PROBLEM DETAILS: Count the lines in the entries below that contain the string "grass", with case counting, and reply with that number alone.

MATERIAL PROVIDED:
[Start]

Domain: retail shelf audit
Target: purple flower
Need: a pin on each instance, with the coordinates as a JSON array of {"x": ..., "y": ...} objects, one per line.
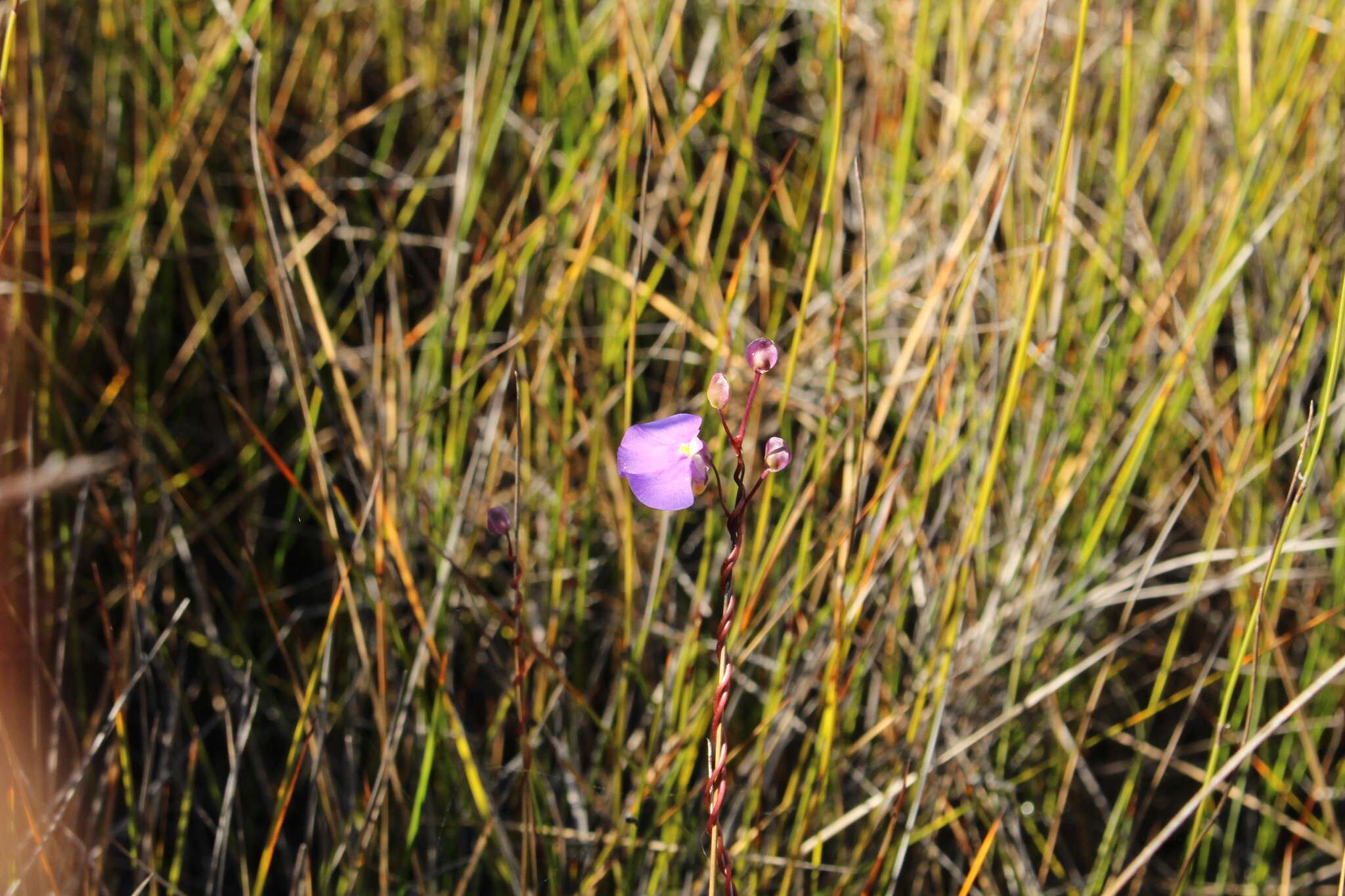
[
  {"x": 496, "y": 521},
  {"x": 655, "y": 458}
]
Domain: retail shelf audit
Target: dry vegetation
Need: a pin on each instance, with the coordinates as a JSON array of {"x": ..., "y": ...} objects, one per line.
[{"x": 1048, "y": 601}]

[End]
[Start]

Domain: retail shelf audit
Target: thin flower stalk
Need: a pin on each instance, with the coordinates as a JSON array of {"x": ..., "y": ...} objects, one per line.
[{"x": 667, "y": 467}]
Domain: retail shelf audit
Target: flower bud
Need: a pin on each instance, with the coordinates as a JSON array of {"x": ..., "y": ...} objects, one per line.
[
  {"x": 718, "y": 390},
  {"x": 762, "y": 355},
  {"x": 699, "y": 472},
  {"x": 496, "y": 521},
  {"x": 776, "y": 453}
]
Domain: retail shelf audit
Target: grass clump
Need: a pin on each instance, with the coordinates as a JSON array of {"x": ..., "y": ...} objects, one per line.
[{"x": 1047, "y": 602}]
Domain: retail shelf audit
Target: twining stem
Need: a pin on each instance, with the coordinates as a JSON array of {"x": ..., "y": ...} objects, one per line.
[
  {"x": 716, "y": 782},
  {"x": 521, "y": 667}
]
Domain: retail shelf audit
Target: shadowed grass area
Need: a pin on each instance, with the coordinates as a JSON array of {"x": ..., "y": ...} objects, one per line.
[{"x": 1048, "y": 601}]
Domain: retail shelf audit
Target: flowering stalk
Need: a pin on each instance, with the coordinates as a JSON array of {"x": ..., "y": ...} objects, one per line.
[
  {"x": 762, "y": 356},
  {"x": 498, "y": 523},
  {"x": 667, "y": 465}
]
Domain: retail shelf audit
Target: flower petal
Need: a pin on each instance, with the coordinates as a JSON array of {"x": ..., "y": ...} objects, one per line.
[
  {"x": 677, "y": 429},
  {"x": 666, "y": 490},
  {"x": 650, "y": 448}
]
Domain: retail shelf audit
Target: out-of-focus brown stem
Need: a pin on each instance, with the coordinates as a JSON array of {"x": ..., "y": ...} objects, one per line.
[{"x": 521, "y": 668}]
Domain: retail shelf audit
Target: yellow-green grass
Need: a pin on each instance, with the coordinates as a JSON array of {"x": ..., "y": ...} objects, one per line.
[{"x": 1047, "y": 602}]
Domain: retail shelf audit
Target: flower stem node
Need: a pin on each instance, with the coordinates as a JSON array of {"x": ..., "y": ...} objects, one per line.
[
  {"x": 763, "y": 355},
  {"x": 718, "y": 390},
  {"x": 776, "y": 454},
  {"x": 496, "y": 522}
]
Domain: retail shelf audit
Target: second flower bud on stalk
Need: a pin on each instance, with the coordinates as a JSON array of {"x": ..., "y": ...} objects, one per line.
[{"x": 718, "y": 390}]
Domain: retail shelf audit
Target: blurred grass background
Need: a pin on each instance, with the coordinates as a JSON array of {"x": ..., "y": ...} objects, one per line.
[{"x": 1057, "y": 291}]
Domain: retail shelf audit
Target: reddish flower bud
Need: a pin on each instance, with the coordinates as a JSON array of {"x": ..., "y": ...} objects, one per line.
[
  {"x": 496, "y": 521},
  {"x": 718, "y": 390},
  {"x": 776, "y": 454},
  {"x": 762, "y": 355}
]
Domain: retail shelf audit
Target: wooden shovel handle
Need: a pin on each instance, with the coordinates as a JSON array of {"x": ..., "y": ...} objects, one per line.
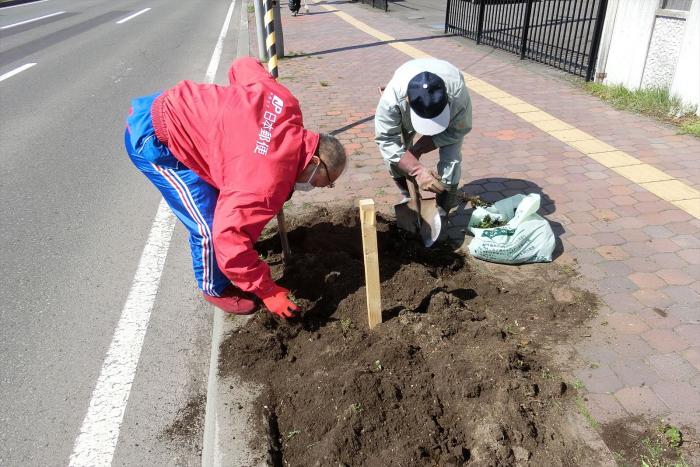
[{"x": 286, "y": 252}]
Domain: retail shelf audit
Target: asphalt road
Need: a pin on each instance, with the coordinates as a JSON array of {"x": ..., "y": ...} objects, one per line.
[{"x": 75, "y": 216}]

[End]
[Start]

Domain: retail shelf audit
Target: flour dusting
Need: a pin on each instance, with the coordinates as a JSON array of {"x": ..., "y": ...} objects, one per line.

[End]

TASK RESPONSE: 4